---------- TEXT PROVIDED ----------

Let us move to test how different hyperparmeters impact the performance of the Bayesian Network. Particularly, we’ll examime n_bins and structure, for both confounded and unconfouded datasets.

Impact of hyperparameters and confounding

To test different hyperparamters the code below performs a grid search where we try n_bins in [2, 4, 8, 16, 32], structure in [sm_true, sm_learned, sm_naive] and df in [df_obs, df_rnd].

import itertools

result_list = []

grid_bins = [2, 4, 8, 16, 32]
grid_df = [('df_obs', df_obs), ('df_rnd', df_rnd)]
grid_structure = [('true', sm_true), ('learned', sm_learned), ('naive', sm_naive)]

for n_bins, df, structure in itertools.product(grid_bins, grid_df, grid_structure):
    result = run_full_bayes_net_test(df[1], structure[1], n_bins, verbose=0)
    result['n_bins'] = n_bins
    result['dataset'] = df[0]
    result['structure'] = structure[0]


The plots show a interesting pattern. The true effect is shown by the black dashed line at y = -1.0. In the uncounfounded case, our counterfactual estimation procedure got really close to the true effect using an intermediate number of bins (4 and 8). The best structure was surprisingly the naive structure, although not by a large margin. The learned structure and the true structure arrived at almost identical results, which is also puzzling.

However, we see another major shortcoming of Bayesian Networks (at least in this setting): if the number of bins is too high or too low, we greatly underestimate the treatment effect. In a real-world setting, where we would not know the true effect, tuning this parameter would be challenging. Moreover, I would find very hard to trust the treatment effect estimate knowing of this sensibility to hyperparameters.

In the confounded case we observe the same pattern as we did before, with our Bayesian Network approach underestimating the effect across the board, independently of structure or discretization choice.

AUC results are the same independent of structure, which is puzzling as well (maybe there’s a bug on my code?).

Let us now summarize all that we’ve learned and list the main features and shortcomings of Bayesian Networks.


In this post, we took CausalNex for a spin, with the goal to test a promising method for causal inference, Bayesian Networks. We used a synthetic causal inference dataset to allow us to compare the model results to ground truth in an objective way. From this exploration we could check the main features and shortcomings of the approach. I list them below.


  • Building the DAG: having a interface for a structural causal model incentivizes the practitioner to think hard about the problem and invites contribution from everyone (not just data scientists). We can also blend data with domain knowledge.

  • Structure learning: even if we did not recover the true structure exactly, the structure learning functionaly did a decent job and could be a valuable tool for exploring a new dataset.

  • Inspecting conditional probabilities: our Bayesian Network went one step further in interpretability when showing its table of conditional probabilities. I would argue that .cpds provides an overview of the relationships between variables in a much more powerful way than correlation analysis.

---------- INPUT DATA ----------

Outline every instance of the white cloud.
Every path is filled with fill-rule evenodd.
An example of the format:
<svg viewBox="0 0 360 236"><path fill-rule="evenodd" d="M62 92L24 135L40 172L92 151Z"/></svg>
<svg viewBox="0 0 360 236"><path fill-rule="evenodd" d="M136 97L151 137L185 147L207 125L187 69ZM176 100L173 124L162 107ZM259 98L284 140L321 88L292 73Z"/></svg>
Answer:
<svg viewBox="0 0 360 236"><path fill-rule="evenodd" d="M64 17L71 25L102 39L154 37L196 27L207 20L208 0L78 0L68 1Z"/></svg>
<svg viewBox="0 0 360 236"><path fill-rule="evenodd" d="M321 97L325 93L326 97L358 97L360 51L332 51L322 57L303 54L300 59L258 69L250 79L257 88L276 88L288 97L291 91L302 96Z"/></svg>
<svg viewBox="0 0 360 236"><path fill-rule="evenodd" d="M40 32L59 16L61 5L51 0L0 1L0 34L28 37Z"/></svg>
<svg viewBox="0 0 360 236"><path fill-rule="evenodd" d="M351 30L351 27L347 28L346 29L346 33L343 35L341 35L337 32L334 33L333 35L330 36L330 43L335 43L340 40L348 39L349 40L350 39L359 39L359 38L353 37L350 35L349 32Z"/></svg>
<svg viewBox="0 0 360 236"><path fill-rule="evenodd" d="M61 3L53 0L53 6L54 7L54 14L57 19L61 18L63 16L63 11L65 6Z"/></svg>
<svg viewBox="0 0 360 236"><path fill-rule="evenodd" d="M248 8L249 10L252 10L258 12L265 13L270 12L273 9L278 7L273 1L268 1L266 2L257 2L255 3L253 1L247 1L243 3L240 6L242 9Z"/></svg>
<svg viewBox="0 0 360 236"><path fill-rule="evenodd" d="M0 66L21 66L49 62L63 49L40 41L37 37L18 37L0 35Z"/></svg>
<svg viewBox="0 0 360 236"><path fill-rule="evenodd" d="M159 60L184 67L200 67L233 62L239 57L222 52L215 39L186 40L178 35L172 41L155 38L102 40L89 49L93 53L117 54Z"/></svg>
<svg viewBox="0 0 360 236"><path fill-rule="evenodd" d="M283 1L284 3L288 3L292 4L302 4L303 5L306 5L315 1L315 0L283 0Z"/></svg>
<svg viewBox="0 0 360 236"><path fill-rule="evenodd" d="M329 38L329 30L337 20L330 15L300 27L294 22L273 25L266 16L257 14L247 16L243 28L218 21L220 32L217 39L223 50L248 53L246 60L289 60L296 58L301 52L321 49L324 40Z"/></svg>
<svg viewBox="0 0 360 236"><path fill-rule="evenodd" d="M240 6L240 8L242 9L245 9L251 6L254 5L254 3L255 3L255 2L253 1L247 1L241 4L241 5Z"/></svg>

----------

● WHAT TO WORK ON
a: From the Bayesian Network text, output the passage that begins at the words "for n_bins, df, structure" and ends after "structure[1], n_bins, verbose=0)".
b: Rewrite the paragraph of the Bayesian Network text that begins "The plots show" in a shorter form, keeping its main facts.
c: Answer these questions from the Bayesian Network text:
(i) Which values of n_bins does the grid search try?
(ii) In the confounded case, how does the Bayesian Network approach estimate the effect?
(iii) What kind of dataset was used so that model results could be compared to ground truth?
The lines are not needed for this work.

● SOLUTIONS TO EACH TASK
a:
for n_bins, df, structure in itertools.product(grid_bins, grid_df, grid_structure):
    result = run_full_bayes_net_test(df[1], structure[1], n_bins, verbose=0)

b: The plots show a true effect of y = -1.0, marked by a black dashed line. In the unconfounded case, the counterfactual estimates came very close to it with 4 or 8 bins. The naive structure did best, though only narrowly, and the learned and true structures gave nearly identical results, which is also puzzling.

c:
(i) 2, 4, 8, 16 and 32.
(ii) It underestimates the effect across the board, regardless of structure or discretization choice.
(iii) A synthetic causal inference dataset.